**DATA FOR ANALYSIS**

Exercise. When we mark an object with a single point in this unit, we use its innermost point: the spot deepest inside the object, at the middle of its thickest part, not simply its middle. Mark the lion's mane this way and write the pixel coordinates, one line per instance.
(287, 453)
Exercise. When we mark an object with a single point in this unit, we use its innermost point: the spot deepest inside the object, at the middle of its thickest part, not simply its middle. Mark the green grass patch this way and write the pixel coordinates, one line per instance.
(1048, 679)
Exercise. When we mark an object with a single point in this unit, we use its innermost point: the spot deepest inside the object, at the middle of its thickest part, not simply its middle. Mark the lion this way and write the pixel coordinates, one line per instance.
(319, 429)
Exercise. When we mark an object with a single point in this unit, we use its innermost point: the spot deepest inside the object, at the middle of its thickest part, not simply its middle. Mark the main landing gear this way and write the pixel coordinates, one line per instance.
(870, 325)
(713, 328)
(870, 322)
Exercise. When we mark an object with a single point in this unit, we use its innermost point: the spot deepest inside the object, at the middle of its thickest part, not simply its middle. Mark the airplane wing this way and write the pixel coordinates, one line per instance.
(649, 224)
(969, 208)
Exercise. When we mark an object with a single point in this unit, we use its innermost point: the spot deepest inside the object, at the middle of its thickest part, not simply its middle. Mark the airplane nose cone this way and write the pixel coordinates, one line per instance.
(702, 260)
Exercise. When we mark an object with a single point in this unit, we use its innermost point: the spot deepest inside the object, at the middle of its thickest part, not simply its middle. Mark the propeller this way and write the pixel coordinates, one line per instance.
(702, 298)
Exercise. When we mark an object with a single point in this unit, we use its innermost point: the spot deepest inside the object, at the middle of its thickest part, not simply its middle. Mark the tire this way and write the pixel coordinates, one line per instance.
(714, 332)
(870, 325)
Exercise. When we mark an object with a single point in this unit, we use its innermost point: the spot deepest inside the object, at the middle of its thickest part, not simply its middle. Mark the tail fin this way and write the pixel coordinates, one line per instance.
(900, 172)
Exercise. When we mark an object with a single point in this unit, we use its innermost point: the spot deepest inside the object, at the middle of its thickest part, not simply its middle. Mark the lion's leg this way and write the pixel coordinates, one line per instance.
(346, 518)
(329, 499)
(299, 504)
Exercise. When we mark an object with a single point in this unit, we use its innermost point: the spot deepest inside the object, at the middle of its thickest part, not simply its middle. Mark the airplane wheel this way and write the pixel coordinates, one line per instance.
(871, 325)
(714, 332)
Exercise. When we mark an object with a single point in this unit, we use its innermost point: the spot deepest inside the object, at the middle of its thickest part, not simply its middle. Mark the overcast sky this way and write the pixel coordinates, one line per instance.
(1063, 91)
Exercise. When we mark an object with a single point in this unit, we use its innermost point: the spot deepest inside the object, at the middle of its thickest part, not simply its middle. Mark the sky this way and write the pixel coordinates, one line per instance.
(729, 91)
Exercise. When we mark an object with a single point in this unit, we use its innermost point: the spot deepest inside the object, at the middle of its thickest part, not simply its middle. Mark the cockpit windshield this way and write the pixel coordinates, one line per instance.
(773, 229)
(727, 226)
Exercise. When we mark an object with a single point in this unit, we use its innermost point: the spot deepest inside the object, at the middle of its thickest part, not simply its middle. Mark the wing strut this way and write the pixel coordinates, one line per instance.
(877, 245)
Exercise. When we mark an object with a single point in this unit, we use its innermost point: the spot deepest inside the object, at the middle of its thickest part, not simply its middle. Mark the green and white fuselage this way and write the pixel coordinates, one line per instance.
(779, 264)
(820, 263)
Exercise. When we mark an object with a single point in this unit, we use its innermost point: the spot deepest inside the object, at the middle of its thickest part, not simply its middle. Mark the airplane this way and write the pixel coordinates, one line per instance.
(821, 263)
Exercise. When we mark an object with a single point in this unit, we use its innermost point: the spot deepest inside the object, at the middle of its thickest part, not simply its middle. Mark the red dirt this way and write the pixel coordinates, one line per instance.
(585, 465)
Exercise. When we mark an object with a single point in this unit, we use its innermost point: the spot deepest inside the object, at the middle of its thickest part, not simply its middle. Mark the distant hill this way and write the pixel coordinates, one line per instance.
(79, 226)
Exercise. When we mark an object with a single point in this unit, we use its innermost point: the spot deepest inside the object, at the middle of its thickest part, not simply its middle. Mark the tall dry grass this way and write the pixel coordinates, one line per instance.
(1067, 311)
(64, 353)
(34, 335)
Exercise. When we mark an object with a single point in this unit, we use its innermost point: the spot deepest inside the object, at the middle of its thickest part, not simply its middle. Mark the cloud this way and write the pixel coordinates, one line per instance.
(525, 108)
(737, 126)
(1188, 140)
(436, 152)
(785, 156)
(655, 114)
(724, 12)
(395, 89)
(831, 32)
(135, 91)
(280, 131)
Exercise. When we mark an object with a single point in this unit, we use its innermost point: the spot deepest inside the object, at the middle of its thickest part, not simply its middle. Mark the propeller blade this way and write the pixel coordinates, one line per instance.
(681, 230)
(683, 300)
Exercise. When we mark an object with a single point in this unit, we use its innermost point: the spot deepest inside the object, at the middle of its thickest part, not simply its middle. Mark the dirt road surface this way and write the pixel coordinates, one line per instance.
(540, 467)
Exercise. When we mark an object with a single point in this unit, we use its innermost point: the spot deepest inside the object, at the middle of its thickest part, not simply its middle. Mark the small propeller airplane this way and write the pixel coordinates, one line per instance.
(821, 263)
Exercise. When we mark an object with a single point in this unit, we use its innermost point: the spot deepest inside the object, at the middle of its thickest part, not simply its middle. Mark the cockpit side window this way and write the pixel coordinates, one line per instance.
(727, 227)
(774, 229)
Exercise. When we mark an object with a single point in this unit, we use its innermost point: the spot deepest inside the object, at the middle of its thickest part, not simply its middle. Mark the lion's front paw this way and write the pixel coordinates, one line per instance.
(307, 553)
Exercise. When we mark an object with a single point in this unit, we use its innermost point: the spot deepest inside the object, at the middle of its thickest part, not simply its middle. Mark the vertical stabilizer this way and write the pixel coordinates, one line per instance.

**TASK**
Exactly as written above, copy out all the records.

**TASK ANSWER**
Exercise. When we mark an object with a single point in this unit, we use its innermost point: the spot deepest inside the object, at the middle of its thickest part, not simply its middle. Mark the lion's mane this way and write the pixel coordinates, one line per instance.
(287, 453)
Exercise. When we mark an object with a single point in this unit, we use its innermost point: the spot deepest inside the object, at the middle of its thickest part, not simply its middle. Mark the green grass patch this way and write the pixel coordinates, one line per instance.
(1048, 679)
Exercise. When we mark an object with a single point in this unit, we use its innermost point: the spot deepest inside the object, at the middle of its thickest part, not simply its middle. Mark the lion this way and write the pixel coordinates, one line per instance.
(319, 429)
Exercise. When we mark an object with a single point in this unit, we use its innermost point: the spot deepest inside the object, at the middle of its thickest part, not simply its middle. Mark the main landing gear this way and write the pixel coordinates, one line per instance.
(870, 325)
(713, 328)
(870, 322)
Exercise. When we mark an object with a single point in this unit, we use its innermost point: the spot deepest inside the object, at the middle of its thickest part, not simply its middle. Mark the airplane wing this way and write the pixel coordinates, one line per instance.
(649, 224)
(969, 208)
Exercise. When we mark an object with a single point in this unit, we use its innermost point: the spot deepest inside the object, at the middle of its thickest part, not simply its middle. Mark the airplane nose cone this way and write the pixel coordinates, one line per instance.
(702, 260)
Exercise. When we mark an object with a single point in this unit, we use its innermost point: the spot deepest inside the object, at the middle of its thickest part, not simply its middle. Mark the propeller this way and write the pixel coordinates, one line per instance.
(702, 298)
Exercise. When we mark an object with a single point in this unit, we use its innermost point: the spot deepest inside the object, at the middle of its thickest part, not simply its middle. Mark the tire this way and write the pixel coordinates, one line per instance.
(714, 332)
(870, 325)
Exercise. When we mark an object with a single point in this unit, we use its innermost point: the spot deepest inside the object, at the middle of its thickest part, not simply its middle. Mark the tail fin this way and write the pixel coordinates, one line per instance.
(900, 172)
Exercise. When we mark an object with a single point in this unit, we use its innermost point: the spot deepest inside the object, at the middle of its thickest part, not simply its middle. Mark the lion's leg this way and write the pixel coordinates, one line per instance.
(346, 518)
(329, 499)
(299, 504)
Exercise. When we mark an object with a single point in this unit, we use its innermost point: the spot deepest inside the object, at the middle of its thickest part, not simply its middle. Mark the airplane wheel this way and write the pixel coordinates, one line per instance.
(871, 325)
(714, 332)
Exercise. When we mark an object with a single point in this unit, we use its innermost point: the spot deepest inside the object, at the middle of its thickest part, not simply its middle. Mark the overcast sky this way and write the pixel coordinates, one line per instance.
(1063, 91)
Exercise. When we mark an object with a single point in this unit, we use its innermost point: the spot deepest inside the object, at the middle of its thickest part, not simply its middle. Mark the sky this way and write the pixel coordinates, one line per instance.
(729, 91)
Exercise. When we mark an object with a single point in this unit, we use its innermost point: the spot deepest inside the object, at the middle of its thickest part, not simply its middle. Mark the cockpit windshield this way and write the pixel coordinates, one line per instance.
(773, 229)
(727, 226)
Exercise. When we mark an object with a single point in this unit, we use its innermost point: the spot deepest inside the object, at the middle of its thickest part, not simply its middle. Mark the wing strut this way and write the pixel coordinates, one line per instance.
(877, 245)
Exercise. When we mark an object with a single point in this unit, we use its innermost point: the spot deepest inside the object, at the middle of its thickest part, not simply its middle. Mark the green and white fuselage this way and write the pixel coordinates, one line per instance.
(779, 264)
(820, 263)
Exercise. When we mark an object with a single point in this unit, we use its innermost point: the spot deepest inside the object, at the middle of its thickest part, not simply its middle. Mark the airplane this way and write the pixel coordinates, one line per instance.
(821, 263)
Exercise. When we mark an object with a single point in this unit, we use its innermost point: the spot deepest inside the object, at the middle of its thickest part, not simply its middle. Mark the red dirt this way and write the pixel coordinates, one line per instance.
(585, 465)
Exercise. When we mark an object with a single point in this unit, we use its innermost point: the spot deepest inside the object, at the middle of its thickest part, not simply its middle. Mark the distant hill this way and write the pixel coordinates, one line per instance.
(79, 226)
Exercise. When we mark an object with a single point in this unit, we use its innermost point: the spot deepest inside the object, at the middle of its thickest part, not simply its middle. Mark the tall dry grass this way and write the pixel coordinates, one line per instance.
(1067, 311)
(64, 353)
(34, 335)
Exercise. When we mark an object with a single point in this unit, we use its innermost point: the spot deepest inside the object, at the middle of its thickest part, not simply its middle. Mark the cloud this way and write the pixel coordinates, one line per instance.
(525, 108)
(737, 126)
(1188, 140)
(436, 152)
(785, 156)
(655, 114)
(724, 12)
(395, 89)
(831, 32)
(135, 91)
(280, 131)
Exercise. When we mark an object with a single point in this unit, we use its innermost point: the spot deepest inside the object, at the middle of its thickest part, not simply its middle. Mark the propeller blade this way and write the pixel coordinates, one line per instance.
(681, 230)
(683, 300)
Exercise. When we mark an object with a single point in this unit, we use its innermost point: the spot deepest inside the object, at the middle of its thickest part, not simply its middle. Mark the dirt road surface this way and write the pixel coordinates, one line per instance.
(540, 467)
Exercise. When we mark an object with a single point in this unit, we use its innermost point: the spot deepest inside the object, at the middle of its thickest part, not simply its middle. Mark the small propeller airplane this way and write the pixel coordinates, one line per instance.
(821, 263)
Exercise. When we mark an object with a single point in this unit, we use its innermost point: the spot deepest inside the object, at the middle of its thickest part, not simply its middle. Mark the cockpit side window this way and write the pixel coordinates, one line per instance.
(727, 227)
(774, 229)
Exercise. When we mark an object with a single point in this unit, we use its innermost point: the spot deepest inside the object, at the middle of its thickest part, not simply its middle. Mark the lion's front paw this way and write the pixel coordinates, one line per instance.
(307, 553)
Exercise. When we mark an object with a single point in this unit, we use its innermost point: the spot deepest inside the object, at the middle of its thickest part, not simply its middle. Mark the vertical stabilizer this way and write the pixel coordinates, one line per instance.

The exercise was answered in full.